### [Prompt]
Please list every line of the items below that contains the word "metal". Case counts.

— begin —

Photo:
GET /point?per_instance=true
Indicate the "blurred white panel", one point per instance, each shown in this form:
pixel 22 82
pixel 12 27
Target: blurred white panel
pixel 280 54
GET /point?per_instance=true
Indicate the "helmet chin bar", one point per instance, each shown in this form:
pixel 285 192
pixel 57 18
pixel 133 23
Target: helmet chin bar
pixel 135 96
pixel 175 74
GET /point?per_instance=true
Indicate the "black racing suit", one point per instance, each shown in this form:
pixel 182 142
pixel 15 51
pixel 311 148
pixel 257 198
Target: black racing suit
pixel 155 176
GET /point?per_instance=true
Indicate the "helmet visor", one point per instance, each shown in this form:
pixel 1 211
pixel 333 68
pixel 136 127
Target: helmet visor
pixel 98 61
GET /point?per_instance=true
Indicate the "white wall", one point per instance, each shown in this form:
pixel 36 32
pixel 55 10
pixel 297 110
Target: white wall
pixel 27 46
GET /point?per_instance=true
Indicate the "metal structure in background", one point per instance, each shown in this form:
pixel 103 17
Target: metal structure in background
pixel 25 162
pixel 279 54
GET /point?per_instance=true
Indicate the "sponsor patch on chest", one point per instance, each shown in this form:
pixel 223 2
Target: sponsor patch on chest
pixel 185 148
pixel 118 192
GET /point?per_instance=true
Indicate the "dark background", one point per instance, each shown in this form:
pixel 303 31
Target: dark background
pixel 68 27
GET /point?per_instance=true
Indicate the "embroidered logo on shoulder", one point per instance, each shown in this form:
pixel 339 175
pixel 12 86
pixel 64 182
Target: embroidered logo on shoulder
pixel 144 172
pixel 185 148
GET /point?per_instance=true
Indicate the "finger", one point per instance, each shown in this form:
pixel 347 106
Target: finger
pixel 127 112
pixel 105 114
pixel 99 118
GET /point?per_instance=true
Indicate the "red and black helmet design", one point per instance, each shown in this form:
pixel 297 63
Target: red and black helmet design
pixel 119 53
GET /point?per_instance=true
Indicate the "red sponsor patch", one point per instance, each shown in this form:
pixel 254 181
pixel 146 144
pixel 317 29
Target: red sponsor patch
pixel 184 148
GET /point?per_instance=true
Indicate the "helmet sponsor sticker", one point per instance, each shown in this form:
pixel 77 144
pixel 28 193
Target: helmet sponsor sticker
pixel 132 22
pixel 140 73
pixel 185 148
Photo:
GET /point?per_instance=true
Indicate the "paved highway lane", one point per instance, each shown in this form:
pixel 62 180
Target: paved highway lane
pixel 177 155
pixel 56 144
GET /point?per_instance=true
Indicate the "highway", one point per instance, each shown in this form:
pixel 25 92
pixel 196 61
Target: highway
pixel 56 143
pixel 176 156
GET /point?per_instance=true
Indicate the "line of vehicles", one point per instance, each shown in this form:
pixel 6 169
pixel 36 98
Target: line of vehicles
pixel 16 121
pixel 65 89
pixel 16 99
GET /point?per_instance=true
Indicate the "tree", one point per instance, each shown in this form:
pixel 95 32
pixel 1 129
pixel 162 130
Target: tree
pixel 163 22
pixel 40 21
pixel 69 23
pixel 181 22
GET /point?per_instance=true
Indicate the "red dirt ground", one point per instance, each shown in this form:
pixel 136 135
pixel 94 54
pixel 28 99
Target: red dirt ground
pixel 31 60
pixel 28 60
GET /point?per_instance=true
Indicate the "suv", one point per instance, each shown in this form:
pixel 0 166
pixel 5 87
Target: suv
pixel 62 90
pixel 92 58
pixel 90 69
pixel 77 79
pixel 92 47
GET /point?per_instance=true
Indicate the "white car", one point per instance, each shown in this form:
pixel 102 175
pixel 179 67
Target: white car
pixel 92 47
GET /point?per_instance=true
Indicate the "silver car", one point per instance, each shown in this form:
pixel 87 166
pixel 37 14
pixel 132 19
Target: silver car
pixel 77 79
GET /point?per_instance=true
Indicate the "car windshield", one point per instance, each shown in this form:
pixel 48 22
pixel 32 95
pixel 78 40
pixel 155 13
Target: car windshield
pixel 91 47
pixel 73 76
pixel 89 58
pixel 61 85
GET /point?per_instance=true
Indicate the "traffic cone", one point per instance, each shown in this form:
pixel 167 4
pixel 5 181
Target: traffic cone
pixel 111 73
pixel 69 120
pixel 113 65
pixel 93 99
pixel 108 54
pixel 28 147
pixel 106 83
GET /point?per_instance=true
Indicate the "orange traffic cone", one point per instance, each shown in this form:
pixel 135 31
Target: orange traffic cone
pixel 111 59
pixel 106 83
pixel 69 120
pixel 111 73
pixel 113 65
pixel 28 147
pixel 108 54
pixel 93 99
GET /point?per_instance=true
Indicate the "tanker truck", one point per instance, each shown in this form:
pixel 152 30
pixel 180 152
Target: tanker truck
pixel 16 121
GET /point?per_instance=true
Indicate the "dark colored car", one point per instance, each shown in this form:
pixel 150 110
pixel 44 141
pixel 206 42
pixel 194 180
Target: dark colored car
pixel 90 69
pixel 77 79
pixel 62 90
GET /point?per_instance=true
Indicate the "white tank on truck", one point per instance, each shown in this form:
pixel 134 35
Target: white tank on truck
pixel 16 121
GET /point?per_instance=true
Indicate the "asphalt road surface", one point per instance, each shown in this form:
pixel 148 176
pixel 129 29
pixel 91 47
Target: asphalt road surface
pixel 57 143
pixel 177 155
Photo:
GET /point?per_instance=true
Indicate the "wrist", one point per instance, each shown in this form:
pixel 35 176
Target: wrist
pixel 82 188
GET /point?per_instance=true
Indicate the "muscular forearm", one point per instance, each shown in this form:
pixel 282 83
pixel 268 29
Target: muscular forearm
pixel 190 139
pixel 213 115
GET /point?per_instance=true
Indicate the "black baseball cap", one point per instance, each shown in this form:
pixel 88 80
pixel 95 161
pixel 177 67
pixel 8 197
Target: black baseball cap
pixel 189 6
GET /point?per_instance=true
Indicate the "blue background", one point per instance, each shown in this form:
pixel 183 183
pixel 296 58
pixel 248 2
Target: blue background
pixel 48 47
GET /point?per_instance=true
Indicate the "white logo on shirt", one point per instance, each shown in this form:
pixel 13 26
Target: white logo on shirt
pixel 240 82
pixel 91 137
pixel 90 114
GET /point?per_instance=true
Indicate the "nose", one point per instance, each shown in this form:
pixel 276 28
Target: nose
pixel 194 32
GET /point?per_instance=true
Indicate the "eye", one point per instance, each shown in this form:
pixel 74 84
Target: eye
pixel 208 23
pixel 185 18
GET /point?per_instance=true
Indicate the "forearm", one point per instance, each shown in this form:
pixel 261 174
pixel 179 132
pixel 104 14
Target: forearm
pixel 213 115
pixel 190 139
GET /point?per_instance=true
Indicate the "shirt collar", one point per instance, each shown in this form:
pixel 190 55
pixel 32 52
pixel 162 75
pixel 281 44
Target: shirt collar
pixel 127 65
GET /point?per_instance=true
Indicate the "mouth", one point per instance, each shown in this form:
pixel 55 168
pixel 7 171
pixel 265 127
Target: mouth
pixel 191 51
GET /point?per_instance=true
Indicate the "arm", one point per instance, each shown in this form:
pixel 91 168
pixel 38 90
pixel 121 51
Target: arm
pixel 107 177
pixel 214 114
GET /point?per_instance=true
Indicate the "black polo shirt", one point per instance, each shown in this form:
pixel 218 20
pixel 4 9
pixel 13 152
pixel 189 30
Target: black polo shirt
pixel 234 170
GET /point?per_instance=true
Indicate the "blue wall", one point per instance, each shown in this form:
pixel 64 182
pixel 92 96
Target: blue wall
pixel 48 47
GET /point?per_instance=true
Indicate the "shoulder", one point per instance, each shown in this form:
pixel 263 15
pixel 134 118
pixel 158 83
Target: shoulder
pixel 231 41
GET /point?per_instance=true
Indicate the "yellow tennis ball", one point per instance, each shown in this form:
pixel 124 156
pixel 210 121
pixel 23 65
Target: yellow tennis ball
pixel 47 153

— end —

### [Final result]
Indicate the "metal structure in background", one point per instance, each shown in this form:
Target: metal structure in background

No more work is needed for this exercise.